▶ [Directions for this task]:
Format the part of the listing that opens with the line containing "Task: confirm every instance of the female" and closes with the line containing "[[414, 257], [249, 250]]" as a two-column CSV with the columns text and answer, one row for each text-and-answer pair. Put each value in a single quoted field, with its line breaks replaced by spaces.

▶ [Available records]:
..........

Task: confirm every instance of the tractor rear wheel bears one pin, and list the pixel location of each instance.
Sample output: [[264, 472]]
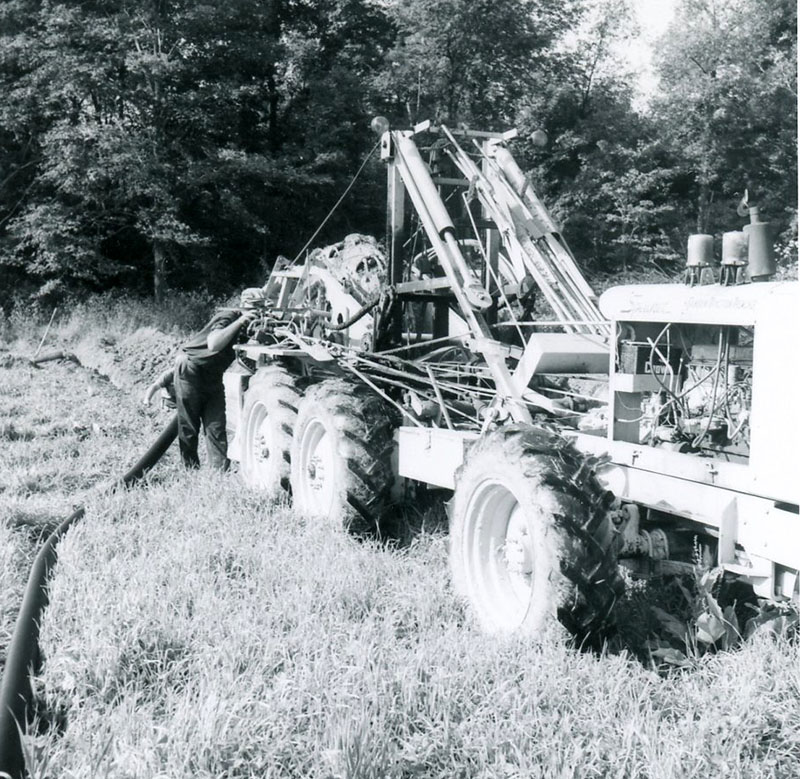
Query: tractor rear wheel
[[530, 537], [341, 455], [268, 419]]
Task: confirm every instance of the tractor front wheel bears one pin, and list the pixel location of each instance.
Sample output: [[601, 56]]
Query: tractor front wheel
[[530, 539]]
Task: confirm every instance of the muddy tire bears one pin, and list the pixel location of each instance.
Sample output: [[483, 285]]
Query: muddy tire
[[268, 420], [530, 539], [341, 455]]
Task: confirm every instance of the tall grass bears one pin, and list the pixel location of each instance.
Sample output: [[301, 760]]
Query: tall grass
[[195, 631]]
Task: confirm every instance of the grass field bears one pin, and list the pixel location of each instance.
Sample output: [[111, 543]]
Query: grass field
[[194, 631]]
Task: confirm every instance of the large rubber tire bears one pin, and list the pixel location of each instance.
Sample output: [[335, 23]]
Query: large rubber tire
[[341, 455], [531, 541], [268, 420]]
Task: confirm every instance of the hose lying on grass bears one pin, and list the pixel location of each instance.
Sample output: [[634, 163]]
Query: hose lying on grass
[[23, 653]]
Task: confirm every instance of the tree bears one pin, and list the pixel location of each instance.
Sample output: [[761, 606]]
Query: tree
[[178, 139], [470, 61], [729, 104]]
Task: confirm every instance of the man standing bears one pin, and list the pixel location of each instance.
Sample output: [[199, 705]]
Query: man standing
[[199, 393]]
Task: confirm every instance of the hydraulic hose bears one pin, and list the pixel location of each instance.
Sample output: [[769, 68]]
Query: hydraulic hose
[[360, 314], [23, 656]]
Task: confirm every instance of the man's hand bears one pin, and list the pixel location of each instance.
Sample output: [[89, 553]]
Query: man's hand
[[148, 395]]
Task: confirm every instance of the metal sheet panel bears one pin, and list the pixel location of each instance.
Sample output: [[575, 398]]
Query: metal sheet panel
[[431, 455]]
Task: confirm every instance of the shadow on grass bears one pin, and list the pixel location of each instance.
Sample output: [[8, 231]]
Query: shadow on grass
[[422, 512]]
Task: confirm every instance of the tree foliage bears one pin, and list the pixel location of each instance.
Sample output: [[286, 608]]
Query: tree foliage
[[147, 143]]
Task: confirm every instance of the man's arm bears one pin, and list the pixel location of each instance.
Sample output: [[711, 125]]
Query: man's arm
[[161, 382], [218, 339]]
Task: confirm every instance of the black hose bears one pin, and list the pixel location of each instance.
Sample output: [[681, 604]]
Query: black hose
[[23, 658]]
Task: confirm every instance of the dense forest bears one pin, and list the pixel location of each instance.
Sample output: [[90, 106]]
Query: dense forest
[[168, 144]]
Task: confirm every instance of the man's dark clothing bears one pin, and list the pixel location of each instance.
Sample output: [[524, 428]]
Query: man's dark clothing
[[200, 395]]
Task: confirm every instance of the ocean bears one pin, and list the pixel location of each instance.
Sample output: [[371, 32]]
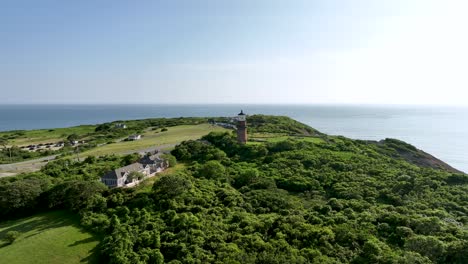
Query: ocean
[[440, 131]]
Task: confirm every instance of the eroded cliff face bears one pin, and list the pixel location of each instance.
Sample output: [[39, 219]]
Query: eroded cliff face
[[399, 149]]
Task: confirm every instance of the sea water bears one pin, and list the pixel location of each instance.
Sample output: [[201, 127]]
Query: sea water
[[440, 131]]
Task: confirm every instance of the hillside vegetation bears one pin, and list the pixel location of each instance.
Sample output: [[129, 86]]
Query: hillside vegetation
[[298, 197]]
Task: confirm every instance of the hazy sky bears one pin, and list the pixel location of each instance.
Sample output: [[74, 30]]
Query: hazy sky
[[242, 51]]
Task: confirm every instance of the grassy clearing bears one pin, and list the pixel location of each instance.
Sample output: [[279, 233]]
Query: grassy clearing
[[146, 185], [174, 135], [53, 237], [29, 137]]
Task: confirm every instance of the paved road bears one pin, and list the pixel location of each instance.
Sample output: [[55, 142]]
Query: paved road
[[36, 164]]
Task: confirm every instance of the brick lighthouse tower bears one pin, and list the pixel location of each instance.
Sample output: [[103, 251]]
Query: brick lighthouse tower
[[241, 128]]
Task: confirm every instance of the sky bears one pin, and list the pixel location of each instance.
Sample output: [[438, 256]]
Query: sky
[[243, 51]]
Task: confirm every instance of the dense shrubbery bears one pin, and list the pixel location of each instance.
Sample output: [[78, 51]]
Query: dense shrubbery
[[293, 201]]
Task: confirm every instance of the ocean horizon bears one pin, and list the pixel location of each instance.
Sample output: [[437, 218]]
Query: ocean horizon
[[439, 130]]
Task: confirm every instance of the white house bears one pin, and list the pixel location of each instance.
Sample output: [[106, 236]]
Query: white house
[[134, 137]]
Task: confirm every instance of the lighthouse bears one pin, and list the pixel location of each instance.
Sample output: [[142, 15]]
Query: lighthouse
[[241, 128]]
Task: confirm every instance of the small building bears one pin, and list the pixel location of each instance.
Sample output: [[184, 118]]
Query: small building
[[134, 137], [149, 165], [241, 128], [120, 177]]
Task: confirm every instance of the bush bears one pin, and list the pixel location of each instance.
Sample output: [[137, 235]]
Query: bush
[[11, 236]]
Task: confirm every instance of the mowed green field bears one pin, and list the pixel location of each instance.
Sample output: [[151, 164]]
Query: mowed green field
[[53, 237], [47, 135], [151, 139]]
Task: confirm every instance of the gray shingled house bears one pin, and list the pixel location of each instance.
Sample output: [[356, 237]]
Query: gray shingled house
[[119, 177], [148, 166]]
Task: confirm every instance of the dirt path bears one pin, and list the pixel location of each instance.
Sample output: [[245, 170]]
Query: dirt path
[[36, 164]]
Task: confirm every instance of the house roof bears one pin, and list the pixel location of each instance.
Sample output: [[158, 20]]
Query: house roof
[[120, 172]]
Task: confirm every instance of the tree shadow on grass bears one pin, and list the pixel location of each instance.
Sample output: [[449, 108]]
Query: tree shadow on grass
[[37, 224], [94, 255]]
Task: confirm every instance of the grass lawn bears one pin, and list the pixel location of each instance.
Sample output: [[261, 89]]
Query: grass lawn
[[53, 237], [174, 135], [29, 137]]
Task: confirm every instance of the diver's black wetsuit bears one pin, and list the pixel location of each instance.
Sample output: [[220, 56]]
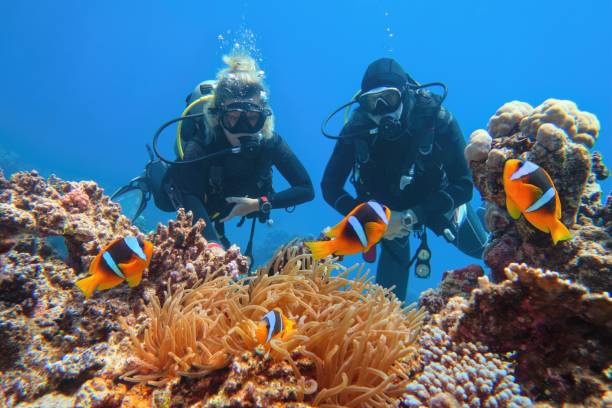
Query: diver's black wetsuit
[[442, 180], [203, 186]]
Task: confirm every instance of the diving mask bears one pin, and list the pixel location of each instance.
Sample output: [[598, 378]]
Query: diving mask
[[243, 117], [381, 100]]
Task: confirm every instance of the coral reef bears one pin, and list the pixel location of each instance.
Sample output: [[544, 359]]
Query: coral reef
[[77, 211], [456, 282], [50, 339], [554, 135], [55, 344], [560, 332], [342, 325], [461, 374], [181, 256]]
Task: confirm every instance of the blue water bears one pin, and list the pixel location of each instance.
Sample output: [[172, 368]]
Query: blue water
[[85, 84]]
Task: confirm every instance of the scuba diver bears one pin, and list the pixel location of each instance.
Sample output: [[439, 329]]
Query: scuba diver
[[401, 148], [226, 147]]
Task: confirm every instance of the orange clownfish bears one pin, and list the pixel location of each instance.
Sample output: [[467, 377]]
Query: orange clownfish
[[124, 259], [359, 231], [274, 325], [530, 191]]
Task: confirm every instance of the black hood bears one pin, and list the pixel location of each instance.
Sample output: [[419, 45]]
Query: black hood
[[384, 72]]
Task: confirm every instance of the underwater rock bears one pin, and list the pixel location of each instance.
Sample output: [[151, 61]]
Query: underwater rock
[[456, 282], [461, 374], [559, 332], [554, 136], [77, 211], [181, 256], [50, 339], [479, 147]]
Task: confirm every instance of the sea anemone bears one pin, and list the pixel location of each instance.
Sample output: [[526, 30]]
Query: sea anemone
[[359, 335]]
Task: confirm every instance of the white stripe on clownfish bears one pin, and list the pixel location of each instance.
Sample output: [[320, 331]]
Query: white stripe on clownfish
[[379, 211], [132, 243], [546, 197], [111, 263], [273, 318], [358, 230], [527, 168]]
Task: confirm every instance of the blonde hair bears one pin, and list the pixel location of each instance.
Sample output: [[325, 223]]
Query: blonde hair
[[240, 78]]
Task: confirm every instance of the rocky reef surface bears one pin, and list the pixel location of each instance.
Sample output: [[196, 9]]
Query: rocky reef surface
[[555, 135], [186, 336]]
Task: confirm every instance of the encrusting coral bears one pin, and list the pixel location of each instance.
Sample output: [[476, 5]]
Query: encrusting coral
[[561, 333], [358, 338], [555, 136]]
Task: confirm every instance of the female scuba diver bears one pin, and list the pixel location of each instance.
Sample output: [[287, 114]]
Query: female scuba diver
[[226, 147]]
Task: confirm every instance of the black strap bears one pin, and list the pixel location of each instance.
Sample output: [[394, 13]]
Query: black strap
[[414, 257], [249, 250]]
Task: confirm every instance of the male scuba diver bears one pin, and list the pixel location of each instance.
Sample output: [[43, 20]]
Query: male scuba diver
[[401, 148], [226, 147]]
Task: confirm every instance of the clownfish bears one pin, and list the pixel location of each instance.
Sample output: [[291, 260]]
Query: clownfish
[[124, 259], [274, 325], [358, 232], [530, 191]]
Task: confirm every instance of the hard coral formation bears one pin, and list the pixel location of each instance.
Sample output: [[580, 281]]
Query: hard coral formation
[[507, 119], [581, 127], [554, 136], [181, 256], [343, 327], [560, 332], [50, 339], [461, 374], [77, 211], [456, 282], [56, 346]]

..........

▶ [Result of the exercise]:
text,answer
"Task: confirm every instance of the female scuba diver bears one pin, and list the pixel location of each instance. Sample output: [[287, 114]] Query: female scuba diver","[[226, 147]]"
"Task: confirm every instance of the black strap bears one pin, and list the pixel location of each instance. Sample output: [[394, 13]] Query: black strap","[[414, 257], [249, 250]]"